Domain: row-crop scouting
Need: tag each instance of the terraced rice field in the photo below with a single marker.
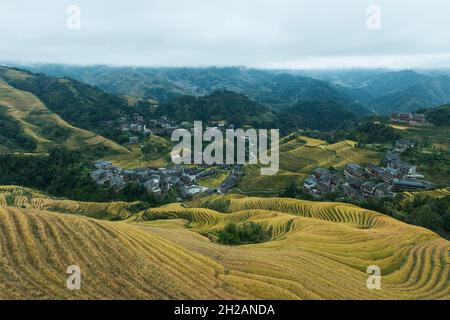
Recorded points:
(316, 251)
(26, 198)
(439, 193)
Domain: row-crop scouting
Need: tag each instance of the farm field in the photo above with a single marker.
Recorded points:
(316, 250)
(136, 159)
(33, 116)
(299, 157)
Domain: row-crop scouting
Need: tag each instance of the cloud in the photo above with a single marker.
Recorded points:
(262, 33)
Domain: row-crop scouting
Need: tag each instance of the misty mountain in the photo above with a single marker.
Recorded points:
(272, 88)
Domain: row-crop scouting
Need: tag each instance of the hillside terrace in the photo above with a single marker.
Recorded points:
(162, 180)
(368, 181)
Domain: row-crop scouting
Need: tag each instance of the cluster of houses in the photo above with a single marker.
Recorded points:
(136, 125)
(413, 119)
(160, 181)
(370, 181)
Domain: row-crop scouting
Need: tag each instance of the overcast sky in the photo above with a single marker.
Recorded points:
(255, 33)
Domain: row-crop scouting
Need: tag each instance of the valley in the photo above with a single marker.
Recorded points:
(87, 179)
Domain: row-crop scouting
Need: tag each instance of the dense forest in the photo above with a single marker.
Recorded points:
(439, 116)
(226, 105)
(12, 136)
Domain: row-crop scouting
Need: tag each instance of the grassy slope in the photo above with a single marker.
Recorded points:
(299, 157)
(32, 114)
(317, 250)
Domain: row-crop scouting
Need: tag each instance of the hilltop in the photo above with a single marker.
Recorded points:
(306, 257)
(43, 129)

---*---

* _WHAT TO PRODUCE_
What lines in the material mention "instance"? Copy every one of them.

* _ANSWER TO THIS PROBLEM_
Need: tag each instance of the terraced rice field in the photo below with a single marker.
Need: tag each instance of the farm field in the photo above with a single marker.
Need: tag each instance of the cloud in the photo above with a single marker.
Need: tag each instance of the misty mountain in the photo above with a single marker.
Need: tag each instance of the hillside terrace in the photo above with a single marker.
Need: tag each instance of the cluster of houses in the photo above with a single marker.
Need: tag each instance of the overcast sky in the photo above with a single marker.
Need: tag each instance of the valley in the photo above with a single marker.
Need: tag each instance of the dense forest in the photo above with a single marker.
Need: tag each instance of the grassy slope in the photo above with a single marker.
Need: tag each instance of the hilltop in the photo above with a single marker.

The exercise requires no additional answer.